→ **Text block**:
○ ○ ○ ○

Also, packets transmitted from the nodes E, F and G having no controlled node can avoid collision with traffics transmitted from other nodes, and it is possible to prevent assignment information from being bloated due to excessive assignment area classification.
Also, it is possible to set from which group the transmission starts, in an arbitrary manner, for example, in order from the smaller device number. Also, in FIG. 10 and FIG. 11, a transmission time is assigned according to the number of controlled nodes and therefore the nodes E, F and G having no controlled node are processed as the same group. However, in the case of assigning a transmission time based on the number of bits to be transmitted, a transmission time may be assigned to each node instead of one group which is defined by grouping nodes having no controlled node.
Effect
Next, advantages of the above embodiments will be explained using FIG. 12 to FIG. 14. FIG. 12 is a view for explaining an average collision rate in the case of using the related art. FIG. 13 is a view for explaining an average collision rate in the case of using the first embodiment. FIG. 14 is a view illustrating calculation results.
As illustrated in FIG. 12, in the case of the related art, all nodes simultaneously perform carrier sense in a range of the overall assignment window width (Tall) indicating a time period in which transmission is possible, and perform packet transmission. Therefore, the overall Tall is duration in which there is a possibility of collision in the time period in which transmission is possible.
Meanwhile, as illustrated in FIG. 13, in the case of adopting the first embodiment, in the overall assignment window width (Tall) indicating a time period in which transmission is possible, a time period assigned to each group is Ta and the remaining time period is Tb=Tall−Ta. This Ta is a time period in which packet transmission is performed by only a node of a group to which a transmission time is assigned, and is therefore a time period (non-collision area) in which it is possible to suppress packet collision. Also, Tb is a time period in which nodes having no controlled node perform packet transmission at the same time, and is therefore a time period (collision area) in which there is a possibility of packet collision.

○ ○ ○ ○

→ **Given entries**:
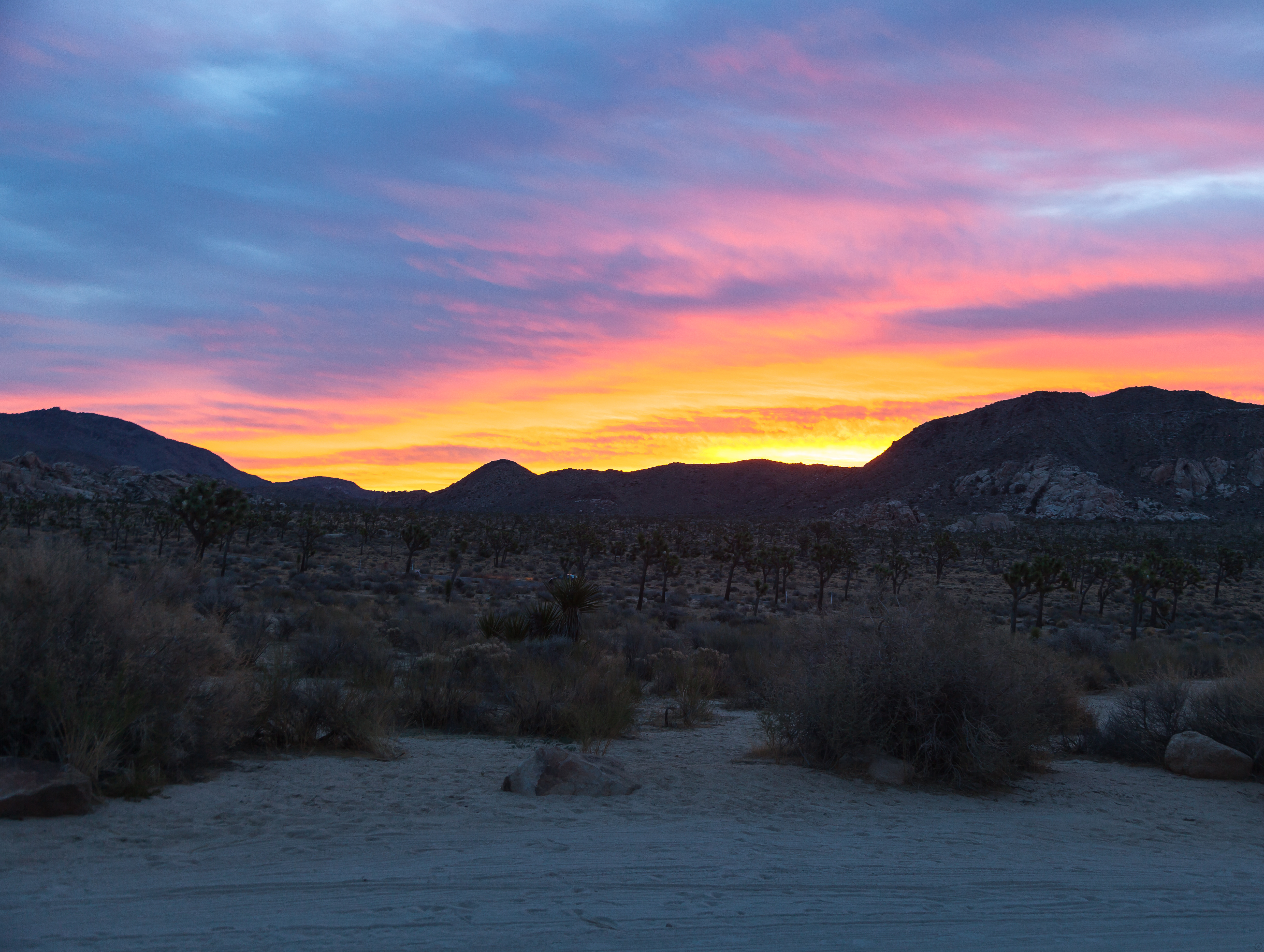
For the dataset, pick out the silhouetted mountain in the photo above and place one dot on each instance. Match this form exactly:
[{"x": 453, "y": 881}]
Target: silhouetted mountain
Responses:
[
  {"x": 99, "y": 443},
  {"x": 746, "y": 488},
  {"x": 1136, "y": 453},
  {"x": 330, "y": 491},
  {"x": 1141, "y": 452}
]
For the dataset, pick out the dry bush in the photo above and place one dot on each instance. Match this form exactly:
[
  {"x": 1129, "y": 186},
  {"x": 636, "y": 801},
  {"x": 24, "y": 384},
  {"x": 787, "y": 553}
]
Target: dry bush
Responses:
[
  {"x": 109, "y": 674},
  {"x": 932, "y": 685},
  {"x": 1143, "y": 724},
  {"x": 1233, "y": 712},
  {"x": 433, "y": 693},
  {"x": 1230, "y": 711},
  {"x": 601, "y": 706},
  {"x": 1153, "y": 658},
  {"x": 311, "y": 713},
  {"x": 341, "y": 643},
  {"x": 428, "y": 628},
  {"x": 691, "y": 679},
  {"x": 558, "y": 688}
]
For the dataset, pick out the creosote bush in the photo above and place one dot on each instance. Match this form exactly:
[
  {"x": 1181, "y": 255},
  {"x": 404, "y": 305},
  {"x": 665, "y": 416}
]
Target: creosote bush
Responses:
[
  {"x": 933, "y": 685},
  {"x": 118, "y": 677}
]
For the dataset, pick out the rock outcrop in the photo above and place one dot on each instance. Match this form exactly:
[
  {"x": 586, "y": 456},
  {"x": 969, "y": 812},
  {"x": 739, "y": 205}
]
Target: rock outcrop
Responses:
[
  {"x": 37, "y": 788},
  {"x": 30, "y": 476},
  {"x": 1046, "y": 488},
  {"x": 554, "y": 770},
  {"x": 1198, "y": 755},
  {"x": 894, "y": 514}
]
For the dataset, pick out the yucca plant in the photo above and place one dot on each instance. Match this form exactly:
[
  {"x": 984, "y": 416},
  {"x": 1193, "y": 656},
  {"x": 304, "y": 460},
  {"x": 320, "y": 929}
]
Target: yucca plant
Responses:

○ ○ ○ ○

→ **What to do**: Transcribe the passage on packet collision word for word, taking everything from "As illustrated in FIG. 12, in" down to "transmission is possible.". The records play no part here and can be left aside.

→ **Answer to this problem**:
As illustrated in FIG. 12, in the case of the related art, all nodes simultaneously perform carrier sense in a range of the overall assignment window width (Tall) indicating a time period in which transmission is possible, and perform packet transmission. Therefore, the overall Tall is duration in which there is a possibility of collision in the time period in which transmission is possible.